**Yapılacak iş:** Aşağıdaki belge bölümüne göre şu üç ifadenin her birine evet ya da hayır diye karşılık verin ve kararı belirleyen sözleri belge bölümünden aynen aktarın. (a) Cenaze mezarlığa taşınırken herkes tabutun önünden yürür. (b) İsa'nın zamanında cenaze ritüeli bizimkinden daha uzundu. (c) İsa, duahane güdücüsünün evinde kaval çalanları gördü.

**Belge bölümü:**
ÖLÜM ve CENAZE ADETLERİ


A. Kimin peşinden gidelim? - İsa bizi çağrıyor

Matta 8:22

“Sen benim arkamdan gel. Ölüleri brak, kendi ölülerini gömsünler”

  • Cenaze mezarlığa taşınırken, herkes tabudun arkasından gidiyor. Bu aynı zaman sanki kişilerin gidişini gösteriyor: ölülerin peşinden gidiyorlar.

  • Mahallede ne kadar adetler varsa, hepsi ölmüş insanların, ya da ölüme getiren kötü ruhlardan çıkmıştır.

  • Ama İsa bizi çağrıyor, diri olanın, yani kendisinin peşinden gidelim

  • İsa diyor: “Bir kişi nasıl gömülüyor o kadar önemli değil, ne kadar nereye gidiyor”

  • Cenaze ritualı hiç bir şey değiştirmiyor, kişi daha hayatta iken karar veriyor, nereye gideceğine

1. İsa’nın zamanında cenaze ritualı

  • bizimkinden daha da uzun, daha da önemli idi. Ama İsa sanki o rituala hiç önem vermiyor

Matta 9:32

İsa duahane güdücüsünün evine geldi. Orada kaval çalanları ve gürültü yapan kalabalığı gördü. O zaman dedi: "Çıkın dışarı! Zaten kız ölmedi ki, sade uyuyor".

**Çıkarılan bilgiler:**

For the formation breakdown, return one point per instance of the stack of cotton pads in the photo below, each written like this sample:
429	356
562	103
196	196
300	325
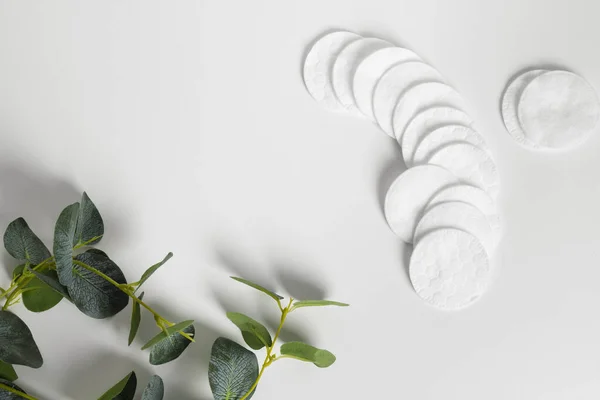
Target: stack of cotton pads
445	203
550	109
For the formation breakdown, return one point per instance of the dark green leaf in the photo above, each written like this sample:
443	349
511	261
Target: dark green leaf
90	227
171	347
254	333
155	389
64	234
274	295
7	372
153	269
91	293
232	371
170	330
23	244
304	352
6	395
16	342
136	318
123	390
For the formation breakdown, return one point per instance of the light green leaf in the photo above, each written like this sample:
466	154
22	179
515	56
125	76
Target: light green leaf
23	244
304	352
17	345
7	372
171	347
153	269
170	330
232	371
123	390
273	295
136	318
254	333
90	226
155	389
64	234
92	294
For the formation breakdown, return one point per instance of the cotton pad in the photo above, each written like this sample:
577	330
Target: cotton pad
427	121
392	86
457	215
370	71
450	269
558	110
474	196
510	100
345	66
318	66
443	136
419	98
410	193
471	164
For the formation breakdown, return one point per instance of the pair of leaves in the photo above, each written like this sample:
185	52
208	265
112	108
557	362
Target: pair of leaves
232	371
125	389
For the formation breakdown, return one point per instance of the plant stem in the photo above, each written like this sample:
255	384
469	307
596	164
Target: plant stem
268	358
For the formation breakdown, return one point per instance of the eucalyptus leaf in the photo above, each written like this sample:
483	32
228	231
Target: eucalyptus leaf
254	333
17	345
7	372
92	294
136	318
171	347
90	226
232	371
23	244
123	390
274	295
155	389
64	234
304	352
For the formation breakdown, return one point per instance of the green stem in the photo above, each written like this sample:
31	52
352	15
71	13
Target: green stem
268	358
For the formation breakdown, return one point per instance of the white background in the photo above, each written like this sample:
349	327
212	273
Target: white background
188	124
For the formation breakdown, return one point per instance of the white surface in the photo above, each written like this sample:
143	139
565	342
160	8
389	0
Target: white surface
189	124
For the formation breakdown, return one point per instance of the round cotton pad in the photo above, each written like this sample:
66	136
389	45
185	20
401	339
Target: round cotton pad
427	121
474	196
345	66
443	136
319	64
457	215
421	97
558	110
410	193
471	164
510	100
393	85
450	269
370	71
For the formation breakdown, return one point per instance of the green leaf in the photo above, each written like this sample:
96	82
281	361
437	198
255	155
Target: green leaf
274	295
17	345
64	234
91	293
153	269
23	244
6	395
254	333
171	347
155	389
232	371
304	352
90	226
7	372
123	390
136	318
170	330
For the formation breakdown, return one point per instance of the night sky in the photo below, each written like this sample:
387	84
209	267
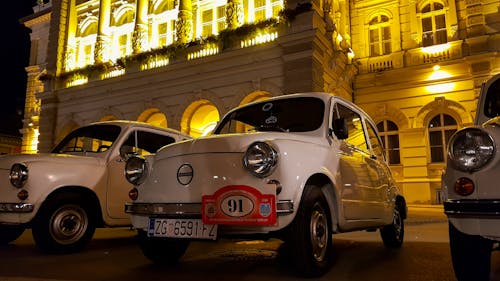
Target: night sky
15	57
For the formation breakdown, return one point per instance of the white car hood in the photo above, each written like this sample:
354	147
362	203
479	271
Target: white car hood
6	161
231	143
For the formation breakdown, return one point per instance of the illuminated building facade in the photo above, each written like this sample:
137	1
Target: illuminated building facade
414	66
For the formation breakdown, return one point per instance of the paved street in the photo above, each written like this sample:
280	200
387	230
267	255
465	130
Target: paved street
114	255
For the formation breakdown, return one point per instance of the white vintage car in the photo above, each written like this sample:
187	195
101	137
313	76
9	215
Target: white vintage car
64	195
298	167
471	188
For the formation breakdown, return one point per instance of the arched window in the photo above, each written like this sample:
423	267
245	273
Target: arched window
380	36
441	127
389	134
433	25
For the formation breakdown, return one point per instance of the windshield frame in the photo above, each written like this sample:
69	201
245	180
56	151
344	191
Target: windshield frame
276	115
100	138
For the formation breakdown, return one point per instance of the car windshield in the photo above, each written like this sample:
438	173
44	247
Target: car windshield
492	103
94	138
300	114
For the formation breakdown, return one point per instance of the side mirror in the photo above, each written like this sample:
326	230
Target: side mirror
340	128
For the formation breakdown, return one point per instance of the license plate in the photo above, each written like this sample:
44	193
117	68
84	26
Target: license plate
181	228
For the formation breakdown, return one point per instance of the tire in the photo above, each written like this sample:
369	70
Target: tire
308	244
166	251
9	233
393	234
470	255
64	225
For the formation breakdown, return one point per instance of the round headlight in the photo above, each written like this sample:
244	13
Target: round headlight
136	170
18	175
470	149
260	159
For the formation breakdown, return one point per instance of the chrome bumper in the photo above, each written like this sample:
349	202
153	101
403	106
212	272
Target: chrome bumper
16	208
189	209
472	208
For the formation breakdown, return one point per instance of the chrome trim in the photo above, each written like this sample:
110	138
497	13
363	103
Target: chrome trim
188	209
16	208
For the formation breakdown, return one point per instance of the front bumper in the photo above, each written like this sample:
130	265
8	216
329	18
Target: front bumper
186	209
16	208
472	208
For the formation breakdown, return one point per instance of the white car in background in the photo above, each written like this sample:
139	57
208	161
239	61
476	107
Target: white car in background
298	167
472	190
64	195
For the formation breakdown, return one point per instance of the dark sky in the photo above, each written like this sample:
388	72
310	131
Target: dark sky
15	57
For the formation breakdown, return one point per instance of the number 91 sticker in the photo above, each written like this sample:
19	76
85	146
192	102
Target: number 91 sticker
239	204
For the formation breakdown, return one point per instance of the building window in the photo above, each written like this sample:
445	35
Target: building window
433	25
389	134
380	36
166	33
213	21
441	127
265	9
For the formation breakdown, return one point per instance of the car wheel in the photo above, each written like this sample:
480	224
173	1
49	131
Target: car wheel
393	234
9	233
162	250
470	255
308	242
64	225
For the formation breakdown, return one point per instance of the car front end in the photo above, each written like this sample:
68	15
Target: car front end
246	184
470	181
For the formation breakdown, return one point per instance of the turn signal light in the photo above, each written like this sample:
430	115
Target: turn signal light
133	193
464	186
22	194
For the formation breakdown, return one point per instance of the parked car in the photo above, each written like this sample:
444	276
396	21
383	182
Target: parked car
470	185
298	167
64	195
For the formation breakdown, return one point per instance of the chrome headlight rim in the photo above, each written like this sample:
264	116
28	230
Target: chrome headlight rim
471	149
136	170
18	175
260	158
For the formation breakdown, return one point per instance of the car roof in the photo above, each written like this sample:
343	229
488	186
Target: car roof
137	124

**Görevin yanıtı:**
(a) Hayır: “herkes tabudun arkasından gidiyor”
(b) Evet: “bizimkinden daha da uzun, daha da önemli idi”
(c) Evet: “Orada kaval çalanları ve gürültü yapan kalabalığı gördü.”